>> START

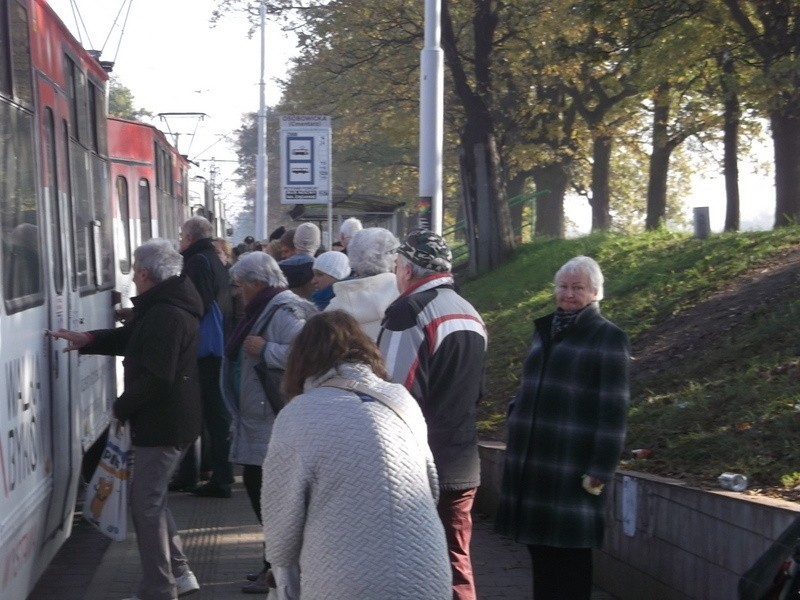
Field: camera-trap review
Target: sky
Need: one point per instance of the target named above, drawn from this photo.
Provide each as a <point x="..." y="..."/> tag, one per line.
<point x="173" y="61"/>
<point x="178" y="63"/>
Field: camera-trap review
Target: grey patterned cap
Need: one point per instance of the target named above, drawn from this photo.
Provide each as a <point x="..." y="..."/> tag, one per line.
<point x="428" y="250"/>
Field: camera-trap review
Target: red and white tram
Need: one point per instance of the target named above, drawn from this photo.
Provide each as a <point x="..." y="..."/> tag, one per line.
<point x="150" y="192"/>
<point x="78" y="192"/>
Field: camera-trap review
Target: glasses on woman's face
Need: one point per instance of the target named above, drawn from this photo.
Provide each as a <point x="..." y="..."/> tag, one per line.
<point x="563" y="288"/>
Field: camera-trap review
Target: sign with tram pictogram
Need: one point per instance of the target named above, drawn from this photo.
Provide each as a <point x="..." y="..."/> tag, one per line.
<point x="305" y="159"/>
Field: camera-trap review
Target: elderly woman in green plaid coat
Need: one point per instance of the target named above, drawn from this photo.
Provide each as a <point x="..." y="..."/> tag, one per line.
<point x="566" y="429"/>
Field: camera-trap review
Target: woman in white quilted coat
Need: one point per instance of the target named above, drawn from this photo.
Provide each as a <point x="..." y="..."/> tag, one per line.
<point x="349" y="490"/>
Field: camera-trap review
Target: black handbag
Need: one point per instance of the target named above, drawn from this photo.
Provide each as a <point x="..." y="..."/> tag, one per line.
<point x="271" y="377"/>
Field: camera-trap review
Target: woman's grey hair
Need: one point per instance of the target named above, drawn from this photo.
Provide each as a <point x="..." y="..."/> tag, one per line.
<point x="258" y="266"/>
<point x="370" y="251"/>
<point x="160" y="258"/>
<point x="585" y="266"/>
<point x="197" y="228"/>
<point x="349" y="228"/>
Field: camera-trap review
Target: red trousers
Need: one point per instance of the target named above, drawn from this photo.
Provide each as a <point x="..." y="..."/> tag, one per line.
<point x="455" y="512"/>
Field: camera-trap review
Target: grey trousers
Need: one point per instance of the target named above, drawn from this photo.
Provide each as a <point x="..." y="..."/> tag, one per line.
<point x="160" y="547"/>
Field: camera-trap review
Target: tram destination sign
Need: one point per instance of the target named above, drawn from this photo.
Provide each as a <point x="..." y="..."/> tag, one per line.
<point x="305" y="159"/>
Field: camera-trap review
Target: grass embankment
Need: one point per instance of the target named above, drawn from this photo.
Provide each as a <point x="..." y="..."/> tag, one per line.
<point x="726" y="406"/>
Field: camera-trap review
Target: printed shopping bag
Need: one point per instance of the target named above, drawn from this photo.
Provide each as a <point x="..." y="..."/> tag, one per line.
<point x="106" y="502"/>
<point x="212" y="338"/>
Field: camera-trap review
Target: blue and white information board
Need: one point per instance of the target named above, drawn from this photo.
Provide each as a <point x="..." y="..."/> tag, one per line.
<point x="305" y="159"/>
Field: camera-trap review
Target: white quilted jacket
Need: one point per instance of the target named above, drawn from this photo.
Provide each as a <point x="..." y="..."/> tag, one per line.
<point x="349" y="495"/>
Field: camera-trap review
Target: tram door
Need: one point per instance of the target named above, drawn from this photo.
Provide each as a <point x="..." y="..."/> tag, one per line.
<point x="64" y="447"/>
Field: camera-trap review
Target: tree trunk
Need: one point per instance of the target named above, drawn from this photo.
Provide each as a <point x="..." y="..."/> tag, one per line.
<point x="730" y="140"/>
<point x="786" y="142"/>
<point x="552" y="179"/>
<point x="516" y="187"/>
<point x="601" y="191"/>
<point x="659" y="162"/>
<point x="489" y="232"/>
<point x="491" y="238"/>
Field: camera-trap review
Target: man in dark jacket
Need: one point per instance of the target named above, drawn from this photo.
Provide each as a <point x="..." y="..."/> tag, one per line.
<point x="434" y="343"/>
<point x="161" y="402"/>
<point x="203" y="267"/>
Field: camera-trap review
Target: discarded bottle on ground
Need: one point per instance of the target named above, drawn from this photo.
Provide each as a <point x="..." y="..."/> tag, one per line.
<point x="736" y="482"/>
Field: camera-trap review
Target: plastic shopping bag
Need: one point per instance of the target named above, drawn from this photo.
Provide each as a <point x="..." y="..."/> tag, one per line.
<point x="106" y="503"/>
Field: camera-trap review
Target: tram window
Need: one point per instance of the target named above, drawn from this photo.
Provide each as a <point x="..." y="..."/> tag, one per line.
<point x="102" y="215"/>
<point x="19" y="217"/>
<point x="5" y="53"/>
<point x="20" y="53"/>
<point x="76" y="87"/>
<point x="123" y="202"/>
<point x="70" y="203"/>
<point x="97" y="119"/>
<point x="100" y="117"/>
<point x="82" y="216"/>
<point x="53" y="200"/>
<point x="145" y="216"/>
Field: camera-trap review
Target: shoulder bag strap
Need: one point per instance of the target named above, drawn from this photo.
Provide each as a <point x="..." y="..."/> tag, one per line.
<point x="400" y="410"/>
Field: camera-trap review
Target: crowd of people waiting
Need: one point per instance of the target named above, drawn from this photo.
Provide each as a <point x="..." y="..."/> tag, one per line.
<point x="346" y="388"/>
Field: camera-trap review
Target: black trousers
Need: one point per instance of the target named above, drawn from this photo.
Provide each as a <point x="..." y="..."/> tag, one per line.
<point x="217" y="421"/>
<point x="212" y="454"/>
<point x="561" y="573"/>
<point x="251" y="478"/>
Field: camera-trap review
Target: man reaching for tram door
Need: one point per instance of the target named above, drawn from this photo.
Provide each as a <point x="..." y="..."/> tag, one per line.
<point x="205" y="270"/>
<point x="161" y="402"/>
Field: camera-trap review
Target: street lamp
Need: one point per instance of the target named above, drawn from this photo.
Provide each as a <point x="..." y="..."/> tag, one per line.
<point x="431" y="120"/>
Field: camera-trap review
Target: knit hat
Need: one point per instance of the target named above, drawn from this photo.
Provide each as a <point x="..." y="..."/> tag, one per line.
<point x="297" y="274"/>
<point x="428" y="250"/>
<point x="277" y="233"/>
<point x="333" y="263"/>
<point x="307" y="238"/>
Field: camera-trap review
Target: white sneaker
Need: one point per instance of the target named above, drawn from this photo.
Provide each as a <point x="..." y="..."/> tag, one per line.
<point x="186" y="584"/>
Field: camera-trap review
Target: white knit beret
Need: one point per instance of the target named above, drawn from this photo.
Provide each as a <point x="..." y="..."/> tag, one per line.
<point x="307" y="238"/>
<point x="333" y="263"/>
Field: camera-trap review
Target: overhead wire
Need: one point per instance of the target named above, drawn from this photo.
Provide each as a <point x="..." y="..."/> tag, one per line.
<point x="122" y="31"/>
<point x="79" y="24"/>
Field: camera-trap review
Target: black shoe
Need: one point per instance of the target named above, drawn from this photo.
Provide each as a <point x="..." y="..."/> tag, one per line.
<point x="176" y="486"/>
<point x="212" y="490"/>
<point x="261" y="585"/>
<point x="255" y="576"/>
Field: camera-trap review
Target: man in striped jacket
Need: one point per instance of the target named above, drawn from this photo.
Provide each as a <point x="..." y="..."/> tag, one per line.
<point x="434" y="343"/>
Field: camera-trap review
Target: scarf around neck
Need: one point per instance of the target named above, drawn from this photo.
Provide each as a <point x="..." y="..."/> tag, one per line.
<point x="252" y="311"/>
<point x="563" y="321"/>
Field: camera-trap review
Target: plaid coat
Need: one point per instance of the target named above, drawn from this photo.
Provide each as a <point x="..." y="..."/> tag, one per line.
<point x="567" y="420"/>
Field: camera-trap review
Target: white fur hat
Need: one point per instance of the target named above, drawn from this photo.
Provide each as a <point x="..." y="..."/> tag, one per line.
<point x="307" y="238"/>
<point x="333" y="263"/>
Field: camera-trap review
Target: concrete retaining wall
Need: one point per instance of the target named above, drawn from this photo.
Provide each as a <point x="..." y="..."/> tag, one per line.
<point x="666" y="540"/>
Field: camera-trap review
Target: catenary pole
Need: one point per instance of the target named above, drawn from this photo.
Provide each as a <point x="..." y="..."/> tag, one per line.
<point x="431" y="120"/>
<point x="261" y="208"/>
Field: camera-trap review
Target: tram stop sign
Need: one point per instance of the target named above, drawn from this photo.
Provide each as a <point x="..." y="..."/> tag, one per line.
<point x="305" y="159"/>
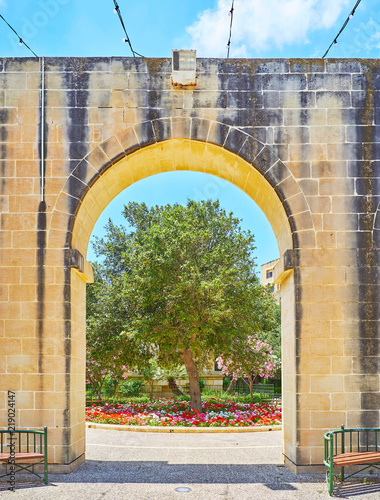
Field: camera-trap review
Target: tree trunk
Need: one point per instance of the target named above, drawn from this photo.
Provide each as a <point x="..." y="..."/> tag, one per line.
<point x="192" y="373"/>
<point x="231" y="387"/>
<point x="250" y="383"/>
<point x="174" y="387"/>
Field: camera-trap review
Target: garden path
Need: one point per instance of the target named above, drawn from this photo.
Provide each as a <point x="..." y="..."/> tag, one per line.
<point x="150" y="466"/>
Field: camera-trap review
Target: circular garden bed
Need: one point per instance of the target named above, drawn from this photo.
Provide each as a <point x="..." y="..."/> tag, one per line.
<point x="170" y="412"/>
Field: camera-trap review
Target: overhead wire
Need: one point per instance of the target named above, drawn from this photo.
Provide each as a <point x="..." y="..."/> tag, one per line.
<point x="229" y="38"/>
<point x="335" y="41"/>
<point x="21" y="41"/>
<point x="127" y="39"/>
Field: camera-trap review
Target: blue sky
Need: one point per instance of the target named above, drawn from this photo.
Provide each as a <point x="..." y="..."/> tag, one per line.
<point x="261" y="28"/>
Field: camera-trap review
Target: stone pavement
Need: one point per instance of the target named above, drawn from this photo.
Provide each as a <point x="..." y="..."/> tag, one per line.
<point x="150" y="466"/>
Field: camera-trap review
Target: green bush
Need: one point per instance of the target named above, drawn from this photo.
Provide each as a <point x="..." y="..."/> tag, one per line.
<point x="121" y="400"/>
<point x="131" y="388"/>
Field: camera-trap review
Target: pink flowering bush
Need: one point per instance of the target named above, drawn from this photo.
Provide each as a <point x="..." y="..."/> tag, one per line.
<point x="171" y="412"/>
<point x="249" y="360"/>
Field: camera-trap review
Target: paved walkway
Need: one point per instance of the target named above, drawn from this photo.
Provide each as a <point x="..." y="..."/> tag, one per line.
<point x="150" y="466"/>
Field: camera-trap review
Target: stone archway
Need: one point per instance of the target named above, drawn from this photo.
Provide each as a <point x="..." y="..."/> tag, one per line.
<point x="160" y="146"/>
<point x="305" y="134"/>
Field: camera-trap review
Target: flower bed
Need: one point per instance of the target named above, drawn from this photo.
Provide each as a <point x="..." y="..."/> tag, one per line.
<point x="171" y="412"/>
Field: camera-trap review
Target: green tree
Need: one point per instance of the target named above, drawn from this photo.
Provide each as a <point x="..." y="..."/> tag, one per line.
<point x="249" y="359"/>
<point x="110" y="350"/>
<point x="187" y="283"/>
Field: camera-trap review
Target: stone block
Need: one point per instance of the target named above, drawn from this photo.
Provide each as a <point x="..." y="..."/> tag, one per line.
<point x="333" y="99"/>
<point x="327" y="384"/>
<point x="338" y="186"/>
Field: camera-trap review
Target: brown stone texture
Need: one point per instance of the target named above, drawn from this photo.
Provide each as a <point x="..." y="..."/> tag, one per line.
<point x="300" y="137"/>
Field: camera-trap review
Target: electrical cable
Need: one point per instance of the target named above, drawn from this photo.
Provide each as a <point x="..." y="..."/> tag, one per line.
<point x="229" y="38"/>
<point x="127" y="39"/>
<point x="334" y="42"/>
<point x="21" y="41"/>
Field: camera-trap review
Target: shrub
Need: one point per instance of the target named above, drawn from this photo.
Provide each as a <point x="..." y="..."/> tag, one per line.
<point x="131" y="388"/>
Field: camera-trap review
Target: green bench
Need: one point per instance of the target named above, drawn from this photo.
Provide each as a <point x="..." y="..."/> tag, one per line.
<point x="350" y="447"/>
<point x="266" y="389"/>
<point x="21" y="450"/>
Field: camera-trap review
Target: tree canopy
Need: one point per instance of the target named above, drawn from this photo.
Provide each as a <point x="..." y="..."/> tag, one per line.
<point x="183" y="284"/>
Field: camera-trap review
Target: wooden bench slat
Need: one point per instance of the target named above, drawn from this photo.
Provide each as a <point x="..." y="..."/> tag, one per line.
<point x="356" y="458"/>
<point x="4" y="457"/>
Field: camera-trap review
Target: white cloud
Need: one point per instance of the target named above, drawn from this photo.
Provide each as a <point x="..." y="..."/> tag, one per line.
<point x="261" y="24"/>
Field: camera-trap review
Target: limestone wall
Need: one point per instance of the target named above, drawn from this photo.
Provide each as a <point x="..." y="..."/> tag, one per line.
<point x="301" y="137"/>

>> END

• PROBLEM:
Please list every line in the rows above that contains the word "knit".

• ANSWER TO THE EXERCISE:
Target: knit hat
Target: white knit beret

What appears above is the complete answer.